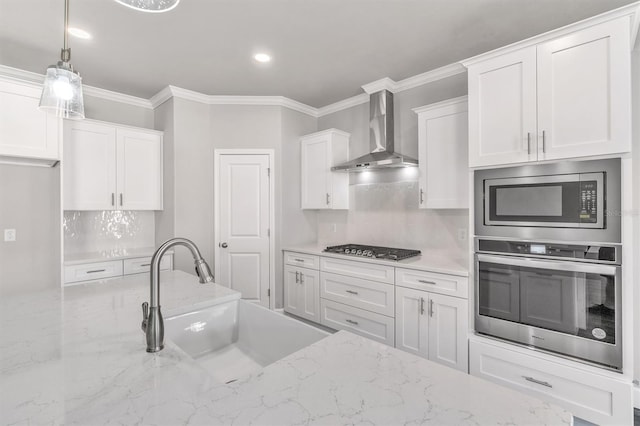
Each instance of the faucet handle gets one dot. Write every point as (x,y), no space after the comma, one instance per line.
(145,316)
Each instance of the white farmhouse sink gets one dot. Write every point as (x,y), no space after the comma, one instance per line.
(236,338)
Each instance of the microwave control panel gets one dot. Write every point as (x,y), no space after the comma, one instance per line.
(588,201)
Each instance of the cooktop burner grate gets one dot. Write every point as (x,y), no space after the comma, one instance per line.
(376,252)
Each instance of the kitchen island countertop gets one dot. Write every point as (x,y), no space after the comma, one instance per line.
(77,356)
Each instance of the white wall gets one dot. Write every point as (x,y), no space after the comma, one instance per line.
(384,208)
(30,204)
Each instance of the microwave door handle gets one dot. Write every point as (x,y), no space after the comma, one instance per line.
(567,266)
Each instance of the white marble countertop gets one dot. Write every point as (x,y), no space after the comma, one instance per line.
(430,260)
(78,357)
(106,255)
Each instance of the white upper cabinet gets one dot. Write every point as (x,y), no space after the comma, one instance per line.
(584,93)
(502,109)
(443,141)
(563,98)
(108,167)
(25,131)
(139,169)
(322,188)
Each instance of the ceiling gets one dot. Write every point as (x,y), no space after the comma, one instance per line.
(323,50)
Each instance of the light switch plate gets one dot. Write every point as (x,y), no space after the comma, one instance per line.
(9,235)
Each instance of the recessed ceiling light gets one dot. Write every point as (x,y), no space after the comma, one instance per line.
(262,57)
(80,33)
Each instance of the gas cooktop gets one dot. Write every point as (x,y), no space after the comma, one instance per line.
(375,252)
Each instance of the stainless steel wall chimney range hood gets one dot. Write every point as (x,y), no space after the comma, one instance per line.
(382,155)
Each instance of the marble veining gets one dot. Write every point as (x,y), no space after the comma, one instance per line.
(77,357)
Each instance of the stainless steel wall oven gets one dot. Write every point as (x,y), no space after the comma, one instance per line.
(548,258)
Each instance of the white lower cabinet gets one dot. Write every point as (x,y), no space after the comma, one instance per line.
(433,326)
(82,272)
(301,292)
(368,324)
(591,396)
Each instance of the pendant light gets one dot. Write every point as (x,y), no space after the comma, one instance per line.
(156,6)
(62,91)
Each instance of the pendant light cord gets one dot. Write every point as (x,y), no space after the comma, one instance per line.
(65,55)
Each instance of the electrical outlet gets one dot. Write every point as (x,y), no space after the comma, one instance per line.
(9,235)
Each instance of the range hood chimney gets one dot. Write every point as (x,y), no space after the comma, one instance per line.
(382,155)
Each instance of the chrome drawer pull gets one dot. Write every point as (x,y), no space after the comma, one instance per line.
(537,382)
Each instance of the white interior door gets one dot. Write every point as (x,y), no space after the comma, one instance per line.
(243,211)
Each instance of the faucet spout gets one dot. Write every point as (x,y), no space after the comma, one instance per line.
(152,323)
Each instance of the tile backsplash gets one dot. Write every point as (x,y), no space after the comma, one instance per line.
(107,231)
(387,213)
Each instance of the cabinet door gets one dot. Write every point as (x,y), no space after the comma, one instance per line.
(139,165)
(316,173)
(89,166)
(302,293)
(26,131)
(502,109)
(448,331)
(584,92)
(443,141)
(412,321)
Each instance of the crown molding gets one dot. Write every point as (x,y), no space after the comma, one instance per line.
(631,10)
(32,78)
(378,85)
(343,104)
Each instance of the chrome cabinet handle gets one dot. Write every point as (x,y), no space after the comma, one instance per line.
(537,382)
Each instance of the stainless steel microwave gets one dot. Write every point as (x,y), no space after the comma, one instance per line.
(568,201)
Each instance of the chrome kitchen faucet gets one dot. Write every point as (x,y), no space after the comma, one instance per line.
(152,322)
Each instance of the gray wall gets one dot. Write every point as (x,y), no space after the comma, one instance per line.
(386,201)
(30,205)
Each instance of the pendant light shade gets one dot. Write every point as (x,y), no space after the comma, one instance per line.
(150,5)
(62,92)
(62,89)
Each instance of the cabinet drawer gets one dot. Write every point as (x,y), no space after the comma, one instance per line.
(140,265)
(367,271)
(590,396)
(304,260)
(342,317)
(430,281)
(370,295)
(92,271)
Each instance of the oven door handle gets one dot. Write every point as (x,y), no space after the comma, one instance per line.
(568,266)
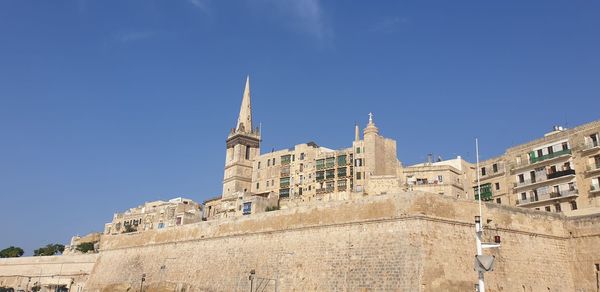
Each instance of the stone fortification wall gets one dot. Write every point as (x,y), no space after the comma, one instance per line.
(394,242)
(23,273)
(406,242)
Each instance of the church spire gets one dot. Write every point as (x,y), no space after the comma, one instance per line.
(245,118)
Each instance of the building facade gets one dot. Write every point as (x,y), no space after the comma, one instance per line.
(557,173)
(155,215)
(255,182)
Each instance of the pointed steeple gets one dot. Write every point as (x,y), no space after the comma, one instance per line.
(245,118)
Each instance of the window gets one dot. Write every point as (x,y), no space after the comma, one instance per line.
(284,182)
(330,173)
(284,193)
(247,208)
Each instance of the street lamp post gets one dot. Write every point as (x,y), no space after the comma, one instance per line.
(142,282)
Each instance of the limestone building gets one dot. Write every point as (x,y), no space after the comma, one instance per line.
(557,173)
(155,215)
(255,182)
(451,177)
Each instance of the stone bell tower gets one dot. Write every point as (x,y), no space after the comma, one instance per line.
(243,146)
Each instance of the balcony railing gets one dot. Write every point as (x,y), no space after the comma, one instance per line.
(543,178)
(534,159)
(485,196)
(548,196)
(590,144)
(593,166)
(561,173)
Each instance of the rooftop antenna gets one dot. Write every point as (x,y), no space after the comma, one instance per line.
(478,178)
(483,263)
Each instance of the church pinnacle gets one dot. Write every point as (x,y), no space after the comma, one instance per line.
(244,123)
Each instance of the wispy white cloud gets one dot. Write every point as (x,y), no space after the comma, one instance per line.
(306,16)
(389,24)
(133,36)
(200,4)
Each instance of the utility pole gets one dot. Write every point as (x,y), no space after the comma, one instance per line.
(478,232)
(142,282)
(483,263)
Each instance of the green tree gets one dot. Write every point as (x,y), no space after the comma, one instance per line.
(49,249)
(11,252)
(85,247)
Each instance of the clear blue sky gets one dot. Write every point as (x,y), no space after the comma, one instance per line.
(107,104)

__EXERCISE INSTRUCTIONS__. Leave the pictures out, and transcribe each of the records exactly.

__RESPONSE BELOW__.
Each instance of the faucet handle gets one dot. Write every point as (x,y), no space after the comma, one instance per line.
(145,316)
Each instance of the white farmhouse sink gets one dot. Write every point as (x,y), no space after the comma, one instance per line.
(236,338)
Each instance of the microwave control panel gets one dot. Write every point as (x,y), no space after the comma, one instance per line.
(588,201)
Each instance of the cooktop burner grate gets one dot. Write every point as (x,y), no space after the comma, one instance per line.
(376,252)
Each instance of the kitchen island countertop gets one dot. Write every point as (x,y), no space after the comma, one instance per line.
(77,356)
Each instance of the white wall gets one dot. Write every point as (x,y), no space after the comma, one instance per line.
(384,208)
(30,204)
Each instance of the microwave door handle gets one dot. Write every point as (x,y), no space after the comma, one instance per line.
(567,266)
Each instance of the white marble countertop gets one dot. Write every point as (x,y), no space after the comma, one instance per line.
(430,260)
(78,357)
(106,255)
Each instance of the white upper cabinet gets one dot. Write every point as (x,y), no space after the comma, one instance per line.
(584,93)
(502,109)
(443,141)
(563,98)
(108,167)
(25,131)
(139,169)
(322,188)
Each instance of the ceiling gets one dot. Write every point as (x,y), no space after the comma, one instance per line.
(323,50)
Each instance of the light switch plate gets one dot. Write every point as (x,y), no space after the comma, one instance per line.
(9,235)
Each instance of the recessed ceiling light gets one dot. Write every point as (x,y), no space after the comma, one instance per line.
(262,57)
(80,33)
Each instance of the gas cooktop gets one dot. Write every point as (x,y), no space after the comma, one instance per line.
(375,252)
Each instance of the stainless steel wall chimney range hood gets one dot. Write every point as (x,y), no space after the comma, one instance per line.
(382,155)
Each instance of the marble veining gets one dot. Write every point as (x,y), no space after the comma, one instance per line.
(77,357)
Each instance of the stainless steel wall oven gets one dot. Write every point as (x,y), no space after the comma, one instance per line.
(548,258)
Each instance of the white lower cabinet gets one dot. Write every point as (x,y), no space after the comma, one instance per line.
(433,326)
(82,272)
(301,292)
(368,324)
(591,396)
Each instance of the pendant light gets one dot. Write every point as (x,y), no space after the comma, one instance per line.
(156,6)
(62,91)
Each instance of the pendant light cord gets one dot. Write every point as (x,y), no space after the comma, one instance per line.
(65,55)
Each instance of the electrical outlet gets one dot. Write every point as (x,y), no space after the comma, one instance per line.
(9,235)
Each instance of the range hood chimney gets one dot. Write every point as (x,y), no space after the comma, one instance per line.
(382,155)
Each instance of the chrome drawer pull gets one dot. Write every point as (x,y), no space after the comma, one instance per line.
(537,382)
Each instance of the white interior door gets one dot. Write every point as (x,y), no space after the comma, one instance per line.
(243,211)
Each instance of the faucet spout gets one dot. Write every point as (x,y), no space after the comma, one instance per line.
(152,323)
Each instance of the tile backsplash gets one dot. Write every point as (x,y), no space after the comma, one instance per line.
(107,231)
(387,213)
Each instance of the cabinet door gets one dot. Write every point as (x,y), no space after the comma, one instance per line.
(139,165)
(316,173)
(89,166)
(302,293)
(26,131)
(502,109)
(448,331)
(584,92)
(443,141)
(412,321)
Each instance of the crown molding gets one dot. Write every point as (x,y), no space after the comma, one instance per line.
(631,10)
(32,78)
(378,85)
(343,104)
Each instance of the chrome cabinet handle gets one dot. Write every point as (x,y), no space after the comma, one instance per line.
(537,382)
Each instance of the stainless steel microwave gets one dot. Write every point as (x,y), no space after the comma, one instance per line.
(568,201)
Each instance of the chrome kitchen faucet gets one dot. Write every point as (x,y), no space after the comma, one instance per line.
(152,322)
Each instance of the gray wall gets one dot. Write every point as (x,y), no space after the comma, one instance per line.
(386,201)
(30,205)
Each instance of the pendant light shade gets one dot. Write every point as (x,y), no space after the comma, one instance per line.
(150,5)
(62,92)
(62,89)
Each instance of the cabinet drawer gets one dot. Write every point as (x,y), no space after the comma, one instance per line.
(140,265)
(367,271)
(590,396)
(304,260)
(342,317)
(430,281)
(370,295)
(92,271)
Each instance of the oven door handle gets one dot. Write every point as (x,y), no space after the comma, one instance per line.
(568,266)
Each instance of the stone fortification wall gets one dot. Write every point as (x,y), no space after the comma, one instance per line.
(394,242)
(23,273)
(406,242)
Each instance of the church spire gets one dot. Write every point as (x,y), no space after the comma, one instance per line.
(245,118)
Each instance of the building facade gets one dot. Write every point as (x,y), no space after the comma, one instance per line.
(557,173)
(155,215)
(255,182)
Each instance of the pointed steeple gets one dot. Write every point as (x,y), no space after the comma, one instance per line.
(245,118)
Each instance of the window gets one dot. Write every point as (x,y), no space after the comma, one instance per line.
(284,182)
(330,173)
(284,193)
(247,208)
Each instance of the street lamp post gets one dot. Write every point as (x,y), no space after the comma, one instance per line.
(142,282)
Each instance of the limestone building gets one dot. Write every point as (x,y), no space after the comma, one instance per line.
(557,173)
(155,215)
(255,182)
(451,177)
Each instance of the stone bell tower gets one dot. Write every point as (x,y), no space after the comma, one instance per line.
(243,146)
Each instance of the balcony railing gets one dot. Write every point as (x,y), no space after the comma, one instance per line.
(543,178)
(534,159)
(485,196)
(548,196)
(590,144)
(593,166)
(561,173)
Each instance of the rooftop antenna gets one dot. Write every point as (x,y), no space after the comma, one instance per line.
(478,178)
(483,263)
Each instance of the church pinnacle gets one dot. Write every point as (x,y), no space after the comma, one instance per line.
(244,123)
Each instance of the wispy white cloud gets one dot. Write every point as (x,y), no space after the comma, one instance per line.
(306,16)
(389,24)
(133,36)
(200,4)
Each instance of the utility pole gets one dot. Write every point as (x,y), no space after the comma, one instance per line.
(478,232)
(142,282)
(483,263)
Each instance of the green tree gets one dot. Write every point as (x,y), no space after the comma, one instance per line.
(49,249)
(11,252)
(85,247)
Each instance of the clear blue sky gets one dot. Write every point as (x,y), no space after the comma, one instance per line.
(107,104)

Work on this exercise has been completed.